> [SET PROBLEM] How many lines in the records below contain the string "pointed"? Case counts; reply with the number alone.

> [DATASET EXCERPTS]
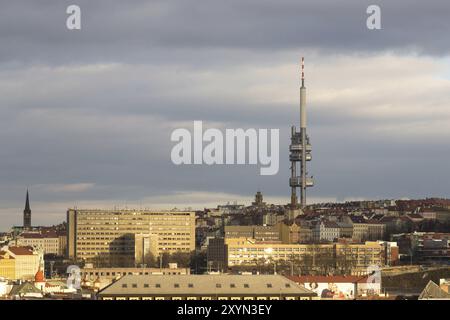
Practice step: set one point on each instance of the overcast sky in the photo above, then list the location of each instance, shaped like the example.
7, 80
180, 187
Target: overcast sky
86, 116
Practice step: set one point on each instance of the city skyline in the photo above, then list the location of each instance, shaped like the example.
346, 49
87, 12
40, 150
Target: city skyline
383, 93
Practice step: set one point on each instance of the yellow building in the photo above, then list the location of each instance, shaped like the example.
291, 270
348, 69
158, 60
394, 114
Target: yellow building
20, 262
112, 233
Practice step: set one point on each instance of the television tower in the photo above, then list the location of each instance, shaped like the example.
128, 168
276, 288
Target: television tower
300, 153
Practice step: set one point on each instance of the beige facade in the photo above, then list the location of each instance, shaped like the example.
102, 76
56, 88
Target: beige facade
49, 244
26, 262
260, 233
96, 233
294, 233
7, 265
368, 231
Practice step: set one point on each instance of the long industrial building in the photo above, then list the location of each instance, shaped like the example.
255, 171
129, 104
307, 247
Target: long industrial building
128, 235
205, 287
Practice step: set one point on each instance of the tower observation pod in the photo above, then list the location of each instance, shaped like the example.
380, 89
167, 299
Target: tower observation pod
300, 153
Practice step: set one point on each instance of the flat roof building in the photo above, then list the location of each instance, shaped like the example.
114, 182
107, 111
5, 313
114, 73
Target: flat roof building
111, 234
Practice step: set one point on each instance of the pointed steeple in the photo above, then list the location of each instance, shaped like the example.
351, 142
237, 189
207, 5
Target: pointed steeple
27, 203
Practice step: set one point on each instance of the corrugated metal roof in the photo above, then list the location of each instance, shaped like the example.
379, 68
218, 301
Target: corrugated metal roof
210, 285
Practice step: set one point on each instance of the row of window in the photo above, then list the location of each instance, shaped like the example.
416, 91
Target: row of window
191, 285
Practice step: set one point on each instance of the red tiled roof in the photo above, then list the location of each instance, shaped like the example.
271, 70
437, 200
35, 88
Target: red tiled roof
328, 279
21, 250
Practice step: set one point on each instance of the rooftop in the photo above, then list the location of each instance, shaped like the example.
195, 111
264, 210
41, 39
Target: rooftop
212, 285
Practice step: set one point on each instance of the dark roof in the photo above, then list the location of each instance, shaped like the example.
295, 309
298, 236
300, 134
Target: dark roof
23, 288
328, 279
21, 250
210, 285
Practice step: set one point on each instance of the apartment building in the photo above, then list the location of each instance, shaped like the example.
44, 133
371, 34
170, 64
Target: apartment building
49, 243
260, 233
245, 251
112, 233
20, 263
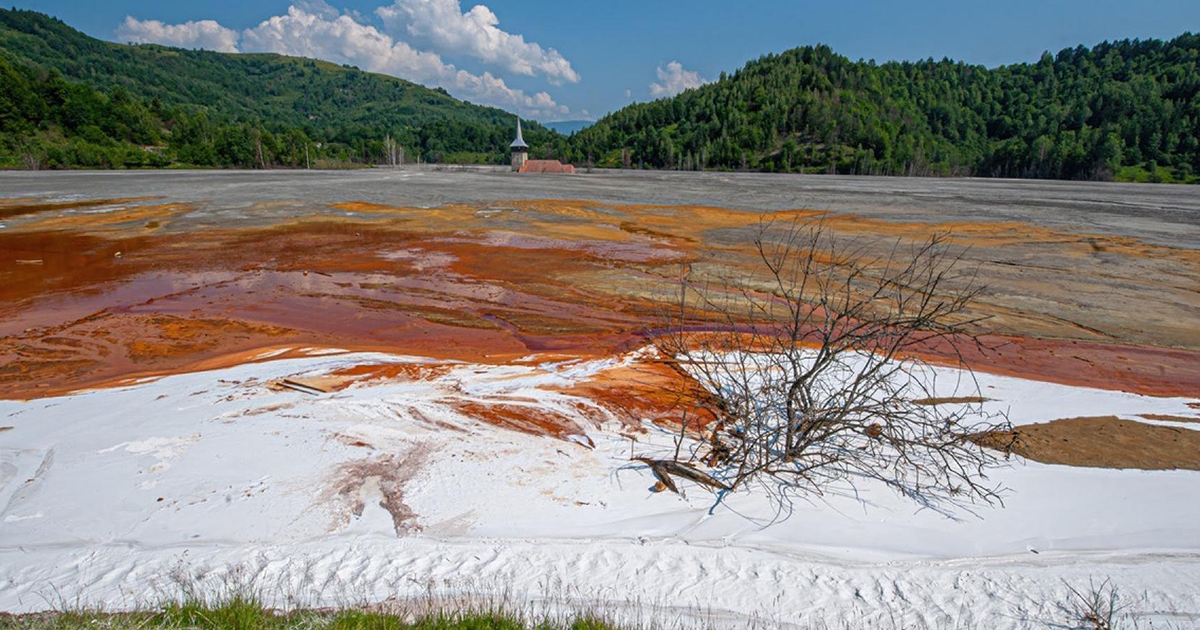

> [THE REPLY] 2